(A run of records)

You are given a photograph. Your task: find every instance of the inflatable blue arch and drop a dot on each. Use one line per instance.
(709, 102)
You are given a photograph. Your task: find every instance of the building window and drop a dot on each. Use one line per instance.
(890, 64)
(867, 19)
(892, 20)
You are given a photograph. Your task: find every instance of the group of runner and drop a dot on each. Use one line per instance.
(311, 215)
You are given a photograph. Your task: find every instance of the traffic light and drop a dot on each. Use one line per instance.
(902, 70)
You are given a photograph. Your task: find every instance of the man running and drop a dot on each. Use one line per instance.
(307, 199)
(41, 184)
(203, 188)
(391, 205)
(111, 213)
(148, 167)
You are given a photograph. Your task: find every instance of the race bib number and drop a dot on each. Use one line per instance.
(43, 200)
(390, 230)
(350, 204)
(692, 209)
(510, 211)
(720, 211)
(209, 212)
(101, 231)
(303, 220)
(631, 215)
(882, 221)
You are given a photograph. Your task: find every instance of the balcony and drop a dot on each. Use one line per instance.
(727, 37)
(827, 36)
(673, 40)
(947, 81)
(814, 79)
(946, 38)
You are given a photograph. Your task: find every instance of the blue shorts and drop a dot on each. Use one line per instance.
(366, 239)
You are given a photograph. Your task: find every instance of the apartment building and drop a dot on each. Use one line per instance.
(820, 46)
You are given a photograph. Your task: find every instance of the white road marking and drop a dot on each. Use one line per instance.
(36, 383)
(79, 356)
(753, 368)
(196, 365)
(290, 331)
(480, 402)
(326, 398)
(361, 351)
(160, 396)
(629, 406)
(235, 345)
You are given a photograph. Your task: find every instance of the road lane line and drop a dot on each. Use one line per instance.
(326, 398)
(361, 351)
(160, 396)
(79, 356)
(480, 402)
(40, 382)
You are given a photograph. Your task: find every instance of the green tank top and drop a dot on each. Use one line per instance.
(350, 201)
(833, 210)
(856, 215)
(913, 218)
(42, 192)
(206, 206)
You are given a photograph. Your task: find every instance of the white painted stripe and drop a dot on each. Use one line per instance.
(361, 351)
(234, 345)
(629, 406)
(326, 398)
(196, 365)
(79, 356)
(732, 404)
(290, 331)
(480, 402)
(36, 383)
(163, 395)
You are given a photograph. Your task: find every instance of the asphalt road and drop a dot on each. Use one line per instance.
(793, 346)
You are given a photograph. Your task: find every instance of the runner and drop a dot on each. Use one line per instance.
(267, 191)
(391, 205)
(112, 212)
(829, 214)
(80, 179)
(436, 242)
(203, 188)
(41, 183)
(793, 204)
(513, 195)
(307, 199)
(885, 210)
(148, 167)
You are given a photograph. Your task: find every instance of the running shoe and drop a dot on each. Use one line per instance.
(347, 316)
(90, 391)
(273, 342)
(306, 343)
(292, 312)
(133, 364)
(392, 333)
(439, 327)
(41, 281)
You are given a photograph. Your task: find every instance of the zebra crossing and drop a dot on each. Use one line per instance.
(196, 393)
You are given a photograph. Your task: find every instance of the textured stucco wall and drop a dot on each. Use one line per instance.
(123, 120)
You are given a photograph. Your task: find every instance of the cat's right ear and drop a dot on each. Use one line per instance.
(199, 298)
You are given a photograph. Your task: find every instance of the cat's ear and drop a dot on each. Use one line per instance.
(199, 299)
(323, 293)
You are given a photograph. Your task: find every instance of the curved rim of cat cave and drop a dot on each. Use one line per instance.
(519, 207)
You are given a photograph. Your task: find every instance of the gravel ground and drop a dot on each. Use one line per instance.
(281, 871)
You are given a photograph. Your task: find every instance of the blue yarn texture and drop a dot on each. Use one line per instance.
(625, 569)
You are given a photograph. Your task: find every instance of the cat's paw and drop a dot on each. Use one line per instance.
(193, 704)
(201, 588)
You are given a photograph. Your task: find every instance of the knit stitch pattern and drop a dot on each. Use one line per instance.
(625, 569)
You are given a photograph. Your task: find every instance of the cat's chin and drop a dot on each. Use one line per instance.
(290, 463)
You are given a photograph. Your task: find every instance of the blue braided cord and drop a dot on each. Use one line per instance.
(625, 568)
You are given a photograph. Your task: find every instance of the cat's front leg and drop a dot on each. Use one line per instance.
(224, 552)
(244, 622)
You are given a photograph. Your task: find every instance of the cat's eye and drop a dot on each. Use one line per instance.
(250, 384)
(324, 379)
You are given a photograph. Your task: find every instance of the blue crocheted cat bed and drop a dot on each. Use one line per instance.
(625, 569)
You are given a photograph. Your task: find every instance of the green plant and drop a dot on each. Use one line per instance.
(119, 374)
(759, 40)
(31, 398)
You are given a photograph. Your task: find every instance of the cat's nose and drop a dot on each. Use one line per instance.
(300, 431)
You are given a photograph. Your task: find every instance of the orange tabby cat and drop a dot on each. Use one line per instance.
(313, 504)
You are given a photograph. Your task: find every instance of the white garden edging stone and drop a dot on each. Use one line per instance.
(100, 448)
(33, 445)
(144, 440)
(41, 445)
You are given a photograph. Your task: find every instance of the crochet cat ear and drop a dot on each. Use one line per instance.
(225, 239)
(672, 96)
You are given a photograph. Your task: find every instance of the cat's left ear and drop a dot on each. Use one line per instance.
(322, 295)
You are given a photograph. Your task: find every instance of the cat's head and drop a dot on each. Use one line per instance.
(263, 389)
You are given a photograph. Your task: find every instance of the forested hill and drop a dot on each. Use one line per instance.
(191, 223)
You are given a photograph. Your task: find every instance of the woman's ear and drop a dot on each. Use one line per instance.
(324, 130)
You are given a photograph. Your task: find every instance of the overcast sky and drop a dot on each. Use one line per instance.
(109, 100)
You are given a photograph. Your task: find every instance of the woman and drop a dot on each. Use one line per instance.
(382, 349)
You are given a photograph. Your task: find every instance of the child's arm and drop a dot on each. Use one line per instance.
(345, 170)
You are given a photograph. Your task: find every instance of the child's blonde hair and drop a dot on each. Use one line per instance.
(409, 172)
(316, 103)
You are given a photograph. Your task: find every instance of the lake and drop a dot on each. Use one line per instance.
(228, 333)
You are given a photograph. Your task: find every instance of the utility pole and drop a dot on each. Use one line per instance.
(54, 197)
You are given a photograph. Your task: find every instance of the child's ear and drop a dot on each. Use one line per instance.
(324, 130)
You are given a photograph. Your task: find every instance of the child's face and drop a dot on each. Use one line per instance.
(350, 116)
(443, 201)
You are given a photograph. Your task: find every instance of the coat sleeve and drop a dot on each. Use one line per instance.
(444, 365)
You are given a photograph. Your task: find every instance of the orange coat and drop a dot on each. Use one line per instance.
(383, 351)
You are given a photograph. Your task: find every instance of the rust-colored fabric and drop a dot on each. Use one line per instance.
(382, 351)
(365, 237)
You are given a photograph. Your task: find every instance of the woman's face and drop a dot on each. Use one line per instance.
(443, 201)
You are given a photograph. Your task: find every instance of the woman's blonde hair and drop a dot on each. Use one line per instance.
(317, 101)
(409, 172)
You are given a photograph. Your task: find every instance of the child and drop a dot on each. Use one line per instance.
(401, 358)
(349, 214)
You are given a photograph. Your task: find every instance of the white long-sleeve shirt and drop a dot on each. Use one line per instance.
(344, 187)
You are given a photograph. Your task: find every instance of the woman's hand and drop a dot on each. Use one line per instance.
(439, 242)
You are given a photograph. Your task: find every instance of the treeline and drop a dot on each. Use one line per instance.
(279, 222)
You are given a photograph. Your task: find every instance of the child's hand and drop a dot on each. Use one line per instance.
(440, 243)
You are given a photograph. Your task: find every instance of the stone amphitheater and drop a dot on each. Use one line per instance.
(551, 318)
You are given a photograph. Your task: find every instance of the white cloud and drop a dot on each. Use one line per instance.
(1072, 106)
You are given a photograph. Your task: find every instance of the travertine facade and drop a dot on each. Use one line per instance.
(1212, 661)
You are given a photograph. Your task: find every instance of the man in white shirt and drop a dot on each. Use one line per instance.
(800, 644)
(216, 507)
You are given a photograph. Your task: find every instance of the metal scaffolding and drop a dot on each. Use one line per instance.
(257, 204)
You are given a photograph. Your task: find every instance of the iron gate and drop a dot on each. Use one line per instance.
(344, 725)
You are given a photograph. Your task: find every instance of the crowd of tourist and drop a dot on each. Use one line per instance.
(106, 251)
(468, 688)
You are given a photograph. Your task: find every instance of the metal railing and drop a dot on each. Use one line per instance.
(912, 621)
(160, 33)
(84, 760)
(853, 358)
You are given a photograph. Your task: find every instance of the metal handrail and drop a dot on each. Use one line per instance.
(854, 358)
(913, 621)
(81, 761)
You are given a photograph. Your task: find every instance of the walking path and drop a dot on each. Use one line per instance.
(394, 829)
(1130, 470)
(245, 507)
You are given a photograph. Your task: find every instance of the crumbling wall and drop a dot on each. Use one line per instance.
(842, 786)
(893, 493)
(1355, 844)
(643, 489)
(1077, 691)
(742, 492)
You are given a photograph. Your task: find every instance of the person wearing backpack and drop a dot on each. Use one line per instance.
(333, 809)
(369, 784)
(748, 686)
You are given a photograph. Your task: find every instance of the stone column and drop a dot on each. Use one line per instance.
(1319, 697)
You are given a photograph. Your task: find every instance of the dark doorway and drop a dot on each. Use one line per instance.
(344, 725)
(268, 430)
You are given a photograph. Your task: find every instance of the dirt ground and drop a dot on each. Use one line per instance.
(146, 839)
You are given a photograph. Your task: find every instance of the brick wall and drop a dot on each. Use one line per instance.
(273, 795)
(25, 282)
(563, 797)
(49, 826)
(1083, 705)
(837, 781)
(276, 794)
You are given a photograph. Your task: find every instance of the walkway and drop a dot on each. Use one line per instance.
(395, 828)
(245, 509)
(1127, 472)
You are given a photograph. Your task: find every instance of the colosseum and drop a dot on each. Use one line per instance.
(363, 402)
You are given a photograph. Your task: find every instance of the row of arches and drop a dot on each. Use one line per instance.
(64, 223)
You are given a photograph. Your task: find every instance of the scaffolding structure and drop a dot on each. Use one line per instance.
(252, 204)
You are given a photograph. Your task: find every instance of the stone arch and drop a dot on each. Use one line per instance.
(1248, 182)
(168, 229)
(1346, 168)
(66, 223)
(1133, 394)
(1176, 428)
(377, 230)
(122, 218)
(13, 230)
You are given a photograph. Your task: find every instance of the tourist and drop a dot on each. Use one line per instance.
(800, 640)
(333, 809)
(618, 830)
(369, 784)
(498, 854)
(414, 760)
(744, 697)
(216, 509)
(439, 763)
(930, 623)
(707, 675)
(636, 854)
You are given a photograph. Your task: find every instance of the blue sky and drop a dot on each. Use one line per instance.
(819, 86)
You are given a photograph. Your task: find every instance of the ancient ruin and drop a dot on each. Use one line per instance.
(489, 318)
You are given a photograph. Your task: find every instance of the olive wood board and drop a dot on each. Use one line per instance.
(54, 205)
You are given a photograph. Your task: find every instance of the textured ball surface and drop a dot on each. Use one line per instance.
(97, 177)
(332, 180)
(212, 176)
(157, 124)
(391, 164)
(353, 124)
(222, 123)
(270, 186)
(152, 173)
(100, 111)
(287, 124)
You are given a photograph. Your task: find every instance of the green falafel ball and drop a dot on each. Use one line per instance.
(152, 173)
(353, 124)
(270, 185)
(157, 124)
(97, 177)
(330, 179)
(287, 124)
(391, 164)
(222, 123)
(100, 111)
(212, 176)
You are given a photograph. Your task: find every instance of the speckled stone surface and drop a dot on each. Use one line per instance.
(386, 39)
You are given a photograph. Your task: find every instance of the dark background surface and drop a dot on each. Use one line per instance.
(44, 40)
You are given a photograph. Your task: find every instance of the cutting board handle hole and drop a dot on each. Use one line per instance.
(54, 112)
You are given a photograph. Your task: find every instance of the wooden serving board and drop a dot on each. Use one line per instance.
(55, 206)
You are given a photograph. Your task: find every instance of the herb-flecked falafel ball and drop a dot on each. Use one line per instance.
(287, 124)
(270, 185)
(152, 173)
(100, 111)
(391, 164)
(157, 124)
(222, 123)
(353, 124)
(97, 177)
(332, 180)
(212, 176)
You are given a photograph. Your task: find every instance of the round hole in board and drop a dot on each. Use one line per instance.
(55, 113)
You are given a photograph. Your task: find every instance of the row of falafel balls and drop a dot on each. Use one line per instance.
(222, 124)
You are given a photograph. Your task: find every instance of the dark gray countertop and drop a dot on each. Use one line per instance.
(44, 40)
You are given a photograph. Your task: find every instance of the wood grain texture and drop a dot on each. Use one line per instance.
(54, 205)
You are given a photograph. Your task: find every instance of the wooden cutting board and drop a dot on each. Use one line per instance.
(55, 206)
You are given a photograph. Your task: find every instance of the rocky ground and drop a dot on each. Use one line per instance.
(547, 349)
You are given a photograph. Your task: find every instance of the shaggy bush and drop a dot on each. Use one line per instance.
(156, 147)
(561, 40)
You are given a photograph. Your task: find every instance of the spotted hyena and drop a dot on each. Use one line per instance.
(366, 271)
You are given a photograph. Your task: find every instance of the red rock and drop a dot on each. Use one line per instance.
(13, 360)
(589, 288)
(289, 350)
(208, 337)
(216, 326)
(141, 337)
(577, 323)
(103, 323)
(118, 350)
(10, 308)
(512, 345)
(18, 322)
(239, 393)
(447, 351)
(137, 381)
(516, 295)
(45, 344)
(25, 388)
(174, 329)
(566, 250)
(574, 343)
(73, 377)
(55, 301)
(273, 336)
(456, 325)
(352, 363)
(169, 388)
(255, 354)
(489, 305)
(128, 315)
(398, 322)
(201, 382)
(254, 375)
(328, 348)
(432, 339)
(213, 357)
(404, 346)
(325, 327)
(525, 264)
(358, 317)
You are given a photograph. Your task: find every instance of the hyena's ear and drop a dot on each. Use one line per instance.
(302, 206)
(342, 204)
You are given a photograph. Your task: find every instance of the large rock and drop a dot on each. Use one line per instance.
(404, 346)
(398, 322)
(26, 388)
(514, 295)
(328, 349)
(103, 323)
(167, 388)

§ **PROBLEM REQUIREMENTS**
Return exactly, and only, the line containing "the red rock" and every line after it through the end of the material.

§ **RESULT**
You are given a photograph. Your task: find every instance of the red rock and drop a dot on each. Use one line per instance.
(13, 360)
(589, 288)
(289, 350)
(208, 337)
(216, 326)
(141, 337)
(577, 323)
(103, 323)
(118, 350)
(10, 308)
(512, 345)
(18, 322)
(239, 393)
(447, 351)
(137, 381)
(516, 295)
(45, 344)
(25, 388)
(174, 329)
(566, 250)
(574, 343)
(73, 377)
(55, 301)
(273, 336)
(456, 325)
(352, 363)
(169, 388)
(255, 354)
(489, 305)
(128, 315)
(398, 322)
(201, 382)
(254, 375)
(328, 348)
(432, 339)
(213, 357)
(404, 346)
(325, 327)
(525, 264)
(358, 317)
You are given a photograph. Your task: find every instance of the hyena's ear and drop a dot on each. Use one line per instance.
(302, 206)
(342, 204)
You are given a photograph. Your task: find every instance of the large rock and drop a dot on each. Use one line per instance.
(404, 346)
(398, 322)
(26, 388)
(514, 295)
(328, 349)
(103, 323)
(167, 388)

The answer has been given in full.